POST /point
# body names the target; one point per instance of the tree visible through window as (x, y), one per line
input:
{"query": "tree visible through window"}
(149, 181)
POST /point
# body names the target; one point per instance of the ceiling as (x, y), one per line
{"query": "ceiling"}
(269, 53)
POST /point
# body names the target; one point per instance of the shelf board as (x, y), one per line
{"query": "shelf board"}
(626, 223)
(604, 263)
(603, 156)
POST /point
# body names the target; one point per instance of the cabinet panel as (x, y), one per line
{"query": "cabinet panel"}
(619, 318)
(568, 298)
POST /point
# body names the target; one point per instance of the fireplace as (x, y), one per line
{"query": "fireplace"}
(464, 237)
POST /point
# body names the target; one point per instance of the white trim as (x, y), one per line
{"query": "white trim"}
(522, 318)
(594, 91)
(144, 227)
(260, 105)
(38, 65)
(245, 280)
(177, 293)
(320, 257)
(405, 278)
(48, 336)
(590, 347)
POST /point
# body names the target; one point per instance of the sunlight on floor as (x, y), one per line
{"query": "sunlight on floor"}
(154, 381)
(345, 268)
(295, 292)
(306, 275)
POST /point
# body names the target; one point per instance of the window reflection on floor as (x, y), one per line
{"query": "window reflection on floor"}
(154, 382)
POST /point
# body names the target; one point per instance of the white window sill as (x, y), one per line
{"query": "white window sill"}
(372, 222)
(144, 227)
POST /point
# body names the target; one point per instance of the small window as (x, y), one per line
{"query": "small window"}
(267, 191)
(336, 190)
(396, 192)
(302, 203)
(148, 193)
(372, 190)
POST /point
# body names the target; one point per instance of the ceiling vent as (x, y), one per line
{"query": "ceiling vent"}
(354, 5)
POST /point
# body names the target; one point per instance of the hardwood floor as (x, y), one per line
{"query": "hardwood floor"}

──────────────────────────────

Work item: Go through the listing above and state how many of its lines contain "hardwood", with no other words.

Answer to the problem: 2